▶ [Given records]
○ ○ ○ ○

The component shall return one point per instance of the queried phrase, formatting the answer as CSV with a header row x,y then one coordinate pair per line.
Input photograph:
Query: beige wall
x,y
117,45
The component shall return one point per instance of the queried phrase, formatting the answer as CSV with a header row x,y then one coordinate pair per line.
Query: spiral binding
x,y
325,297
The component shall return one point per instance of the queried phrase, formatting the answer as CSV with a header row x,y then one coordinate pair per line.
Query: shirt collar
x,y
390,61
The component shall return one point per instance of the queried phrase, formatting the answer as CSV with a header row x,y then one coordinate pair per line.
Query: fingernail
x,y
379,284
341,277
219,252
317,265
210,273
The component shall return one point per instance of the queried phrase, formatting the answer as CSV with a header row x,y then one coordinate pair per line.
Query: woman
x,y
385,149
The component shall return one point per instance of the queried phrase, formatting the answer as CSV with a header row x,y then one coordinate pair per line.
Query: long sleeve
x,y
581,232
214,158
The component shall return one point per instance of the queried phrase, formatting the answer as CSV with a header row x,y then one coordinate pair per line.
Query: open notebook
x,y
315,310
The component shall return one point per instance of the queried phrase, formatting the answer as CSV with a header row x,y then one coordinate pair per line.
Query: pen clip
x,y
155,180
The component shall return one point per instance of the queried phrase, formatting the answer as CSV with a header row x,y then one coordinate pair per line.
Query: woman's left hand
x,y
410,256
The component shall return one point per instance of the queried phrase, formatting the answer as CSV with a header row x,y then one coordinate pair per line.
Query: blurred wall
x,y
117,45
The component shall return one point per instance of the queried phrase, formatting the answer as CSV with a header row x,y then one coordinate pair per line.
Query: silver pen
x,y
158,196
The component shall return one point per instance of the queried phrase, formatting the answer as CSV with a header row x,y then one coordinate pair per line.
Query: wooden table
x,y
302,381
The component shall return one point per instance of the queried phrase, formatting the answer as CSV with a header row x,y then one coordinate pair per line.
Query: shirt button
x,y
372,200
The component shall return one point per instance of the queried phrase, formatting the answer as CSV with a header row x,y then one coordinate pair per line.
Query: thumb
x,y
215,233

○ ○ ○ ○

▶ [Work instructions]
Copy the material above so that it matches line for line.

▶ [Exercise output]
The component shall return one point per instance of the queried phrase, formatting the answer as CSV with a header row x,y then one coordinate pair per line.
Input photograph:
Query: beige wall
x,y
117,45
The component shall return one point per instance of the queried phrase, formatting the answer as CSV with a header row x,y then one coordinate pair per line.
Query: spiral binding
x,y
325,297
The component shall return one point per instance of the queried phrase, formatting the answer as CSV with a header row x,y then one coordinate pair per line.
Query: shirt collar
x,y
390,61
The component shall return one point per instance of the queried phrase, formatting the answer as CSV with a header row x,y then one coordinate pair per line.
Query: fingernail
x,y
379,284
341,277
219,252
317,265
210,273
The component shall return one point per instance of the queried phrase, formatting the answer as CSV with a header row x,y then one coordinate pair per line.
Query: woman
x,y
385,149
The component shall return one point per instance of the queried phrase, formatting the answer as CSV with a header row x,y then one coordinate pair per line.
Query: long sleeve
x,y
581,232
214,158
The component shall return one point per instance of the queried phrase, formatting the answer as CSV with a header row x,y then one coordinate pair per line.
Query: open notebook
x,y
315,310
The component shall return one point per instance of the queried phrase, formatting the answer as CSV with a header row x,y then one coordinate pair per line.
Query: pen clip
x,y
155,180
The component shall return one point per instance of the queried phrase, formatting the answer as CSV with a header row x,y then one coordinate pair per line.
Query: woman's left hand
x,y
410,256
The component shall return one point per instance of the queried phrase, formatting the answer as CSV with a header row x,y then one coordinate pair per line.
Query: blurred wall
x,y
117,45
The component shall return one point per instance of the queried phrase, formatting the answer as CSV with a header row x,y then one coordinate pair per line.
Query: silver pen
x,y
158,196
The component shall return one point per instance of the queried phrase, formatting the answer as CSV with a header row x,y then one coordinate pair per line.
Query: wooden table
x,y
302,381
The component shall return one point per instance of the queried phrase, formatting the answer as CSV with a header row x,y then one coordinate pair per line.
Query: shirt button
x,y
372,200
The component shall return one point per instance of the queried phrase, formatting the answer as CSV with a header row x,y then one coordinate pair per line.
Query: thumb
x,y
215,233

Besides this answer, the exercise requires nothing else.